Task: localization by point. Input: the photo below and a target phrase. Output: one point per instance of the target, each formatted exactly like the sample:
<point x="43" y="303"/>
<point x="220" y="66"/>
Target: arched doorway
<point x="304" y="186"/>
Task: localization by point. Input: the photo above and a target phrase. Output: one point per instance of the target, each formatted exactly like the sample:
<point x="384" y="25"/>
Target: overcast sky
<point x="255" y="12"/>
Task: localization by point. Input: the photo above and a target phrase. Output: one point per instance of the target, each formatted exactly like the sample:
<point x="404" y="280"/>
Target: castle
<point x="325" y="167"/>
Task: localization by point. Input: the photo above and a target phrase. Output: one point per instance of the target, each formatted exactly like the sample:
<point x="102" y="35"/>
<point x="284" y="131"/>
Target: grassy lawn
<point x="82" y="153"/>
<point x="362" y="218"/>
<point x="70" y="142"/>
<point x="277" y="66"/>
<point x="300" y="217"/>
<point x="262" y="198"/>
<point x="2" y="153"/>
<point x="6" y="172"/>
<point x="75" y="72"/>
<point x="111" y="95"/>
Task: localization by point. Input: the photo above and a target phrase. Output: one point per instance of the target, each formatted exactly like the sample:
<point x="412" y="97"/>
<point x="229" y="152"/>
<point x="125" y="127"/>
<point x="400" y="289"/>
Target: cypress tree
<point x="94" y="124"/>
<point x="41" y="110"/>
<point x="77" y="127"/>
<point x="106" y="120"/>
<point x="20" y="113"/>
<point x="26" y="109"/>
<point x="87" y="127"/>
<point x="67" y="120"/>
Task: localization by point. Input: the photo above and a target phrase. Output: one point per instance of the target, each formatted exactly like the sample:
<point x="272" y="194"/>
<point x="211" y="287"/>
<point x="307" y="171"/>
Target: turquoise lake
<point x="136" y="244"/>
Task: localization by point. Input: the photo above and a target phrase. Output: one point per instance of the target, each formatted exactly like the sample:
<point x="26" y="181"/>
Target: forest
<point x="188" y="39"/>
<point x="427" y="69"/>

□ □ □

* [WORK ITEM]
Give back the data above word for word.

* [RESPONSE BOX]
Task: localization by point. Input: the photo below and a target phrase. Output: one point per instance of the target, each formatted exactly like the sample:
<point x="43" y="303"/>
<point x="220" y="66"/>
Target: arched doorway
<point x="304" y="186"/>
Task: localization by point. Input: the photo above and a target phrase. Output: one point per instance of the target, each formatted exactly like the sample:
<point x="384" y="25"/>
Target: overcast sky
<point x="255" y="12"/>
Task: localization by point. Input: the photo above and a target phrase. Output: one point per instance of the target, each formatted exactly like the sample:
<point x="404" y="280"/>
Target: castle
<point x="325" y="167"/>
Task: localization by point. Input: the photo above and a target phrase. Output: one point per instance of the target, each formatted exactly like the sample:
<point x="102" y="35"/>
<point x="284" y="131"/>
Target: grassy lawn
<point x="82" y="153"/>
<point x="362" y="218"/>
<point x="70" y="142"/>
<point x="277" y="66"/>
<point x="300" y="217"/>
<point x="262" y="198"/>
<point x="2" y="153"/>
<point x="6" y="172"/>
<point x="75" y="72"/>
<point x="111" y="95"/>
Task: localization by point. Input: the photo above and a target phrase. Output: one point per instance of the target, each formatted exactly like the sample:
<point x="412" y="97"/>
<point x="229" y="152"/>
<point x="125" y="127"/>
<point x="400" y="289"/>
Target: cypress tree
<point x="94" y="124"/>
<point x="41" y="110"/>
<point x="77" y="127"/>
<point x="106" y="120"/>
<point x="20" y="113"/>
<point x="26" y="109"/>
<point x="87" y="127"/>
<point x="67" y="120"/>
Task: localization by point. Input: the photo above and a target phrase. Output: one point per instance of the target, each formatted exactly like the sample:
<point x="272" y="194"/>
<point x="211" y="287"/>
<point x="307" y="171"/>
Target: turquoise lake
<point x="136" y="244"/>
Task: localization by point. Input: the photo above and a target phrase. Output: one point per instance of the target, each formatted exactly like the sample:
<point x="26" y="181"/>
Target: forest
<point x="188" y="39"/>
<point x="427" y="69"/>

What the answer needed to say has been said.